§ TASK LIST
1) List every award that the biography of Rabeya Khatun says she received, with the year of each.
2) Carry on the biography of Rabeya Khatun, starting after its final sentence.

§ QUOTED PASSAGE
_ _ _ _ _ _ _

- Born: 27 December 1935 Bikrampur, Bengal Presidency, British India
- Died: 3 January 2021 (aged 85) Dhaka, Bangladesh
- Occupation: Novelist
- Spouse: Fazlul Haque ​ ​(m. 1952; died 1990)​
- Children: 4, including Faridur Reza Sagar; Keka Ferdousi;
- Awards: full list

= Rabeya Khatun =

Bangladeshi writer (1935–2021)

Rabeya Khatun (27 December 1935 – 3 January 2021) was a Bangladeshi novelist. She wrote over 50 novels and more than 400 short stories. Her works also include essays, research, religious history, and travelogues. She was awarded Bangla Academy Literary Award in 1973, Ekushey Padak in 1993, and Independence Day Award in 2017 by the Government of Bangladesh.

Khatun died of cardiac arrest on 3 January 2021 at her residence in Gulshan, Dhaka.

==Early life and education==
Khatun was born on 27 December 1935 to Maulavi Mohammad Mulluk Chand and Hamida Khatun in Bikrampur in the then Bengal Presidency, British India (now in Munshiganj District, Bangladesh). She was the second of their three children. Khatun grew up in the Shantinagar area in Dhaka. She passed the entrance examination from Armanitola School in 1948.

On 23 July 1952, she married Fazlul Haque (1930–1990). He was the editor of the Cinema magazine. He directed President, the first film for children in Bangladesh.

_ _ _ _ _ _ _

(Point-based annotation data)
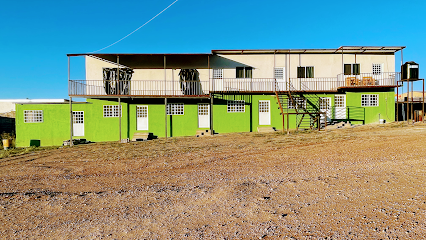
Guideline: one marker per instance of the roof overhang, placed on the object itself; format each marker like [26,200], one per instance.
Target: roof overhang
[340,50]
[153,61]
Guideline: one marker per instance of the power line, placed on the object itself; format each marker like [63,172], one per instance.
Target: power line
[136,28]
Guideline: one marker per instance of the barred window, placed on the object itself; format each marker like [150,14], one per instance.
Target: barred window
[175,109]
[297,103]
[111,110]
[33,116]
[236,106]
[377,68]
[203,109]
[263,106]
[369,100]
[141,111]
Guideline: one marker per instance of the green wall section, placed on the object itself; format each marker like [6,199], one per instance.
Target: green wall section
[55,127]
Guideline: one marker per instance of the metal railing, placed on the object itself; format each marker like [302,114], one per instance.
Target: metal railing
[197,88]
[137,88]
[370,79]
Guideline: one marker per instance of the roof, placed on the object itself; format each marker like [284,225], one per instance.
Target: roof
[340,50]
[201,60]
[34,100]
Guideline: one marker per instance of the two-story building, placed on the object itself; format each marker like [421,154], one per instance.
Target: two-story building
[223,91]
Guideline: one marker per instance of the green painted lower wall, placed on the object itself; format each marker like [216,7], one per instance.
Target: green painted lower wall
[55,127]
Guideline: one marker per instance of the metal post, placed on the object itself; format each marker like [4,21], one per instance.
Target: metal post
[119,117]
[165,115]
[397,101]
[408,107]
[165,77]
[71,122]
[211,113]
[412,101]
[423,102]
[71,116]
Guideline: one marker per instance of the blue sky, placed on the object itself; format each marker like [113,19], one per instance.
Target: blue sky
[35,36]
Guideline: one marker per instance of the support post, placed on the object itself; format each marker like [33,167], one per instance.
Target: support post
[423,101]
[397,101]
[71,116]
[71,122]
[165,76]
[165,115]
[119,118]
[211,113]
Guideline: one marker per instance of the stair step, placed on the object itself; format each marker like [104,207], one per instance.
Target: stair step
[203,133]
[265,129]
[142,136]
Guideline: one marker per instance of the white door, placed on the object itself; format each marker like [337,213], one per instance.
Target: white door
[142,117]
[340,106]
[78,123]
[325,107]
[203,116]
[218,79]
[279,75]
[264,113]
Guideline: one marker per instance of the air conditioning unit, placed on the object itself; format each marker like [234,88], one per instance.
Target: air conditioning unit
[410,71]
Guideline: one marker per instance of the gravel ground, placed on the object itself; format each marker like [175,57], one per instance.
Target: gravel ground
[367,182]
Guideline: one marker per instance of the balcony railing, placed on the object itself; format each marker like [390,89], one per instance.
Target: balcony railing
[223,85]
[137,88]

_ _ _ _ _ _ _

§ EXPECTED RESULTS
1)
- Bangla Academy Literary Award (1973)
- Ekushey Padak (1993)
- Independence Day Award (2017)

2)
==Career==
Khatun worked at Khawatin magazine, edited by Jahanara Imam. She then worked as the editor of the literature section of the magazine Cinema along with Zahir Raihan. Later she became the editor of the monthly Angana.

Khatun was a council member of Bangla Academy. She was a member of the jury board of the Bangladesh National Film Awards, Bangladesh Shishu Academy, Notun Kuri of Bangladesh Television.

==Works==
Khatun's first story, Prashno, was published in the weekly Juger Dabi. Her novel Rajarbagh was published in Begum. She wrote her first novel, Madhumati, in 1963. She wrote about the Bangladesh Liberation War in her book Ekattorer Noy Maash in 1990. Two of her novels, Nirasraya and Biday O Ashok Reba, have never been published.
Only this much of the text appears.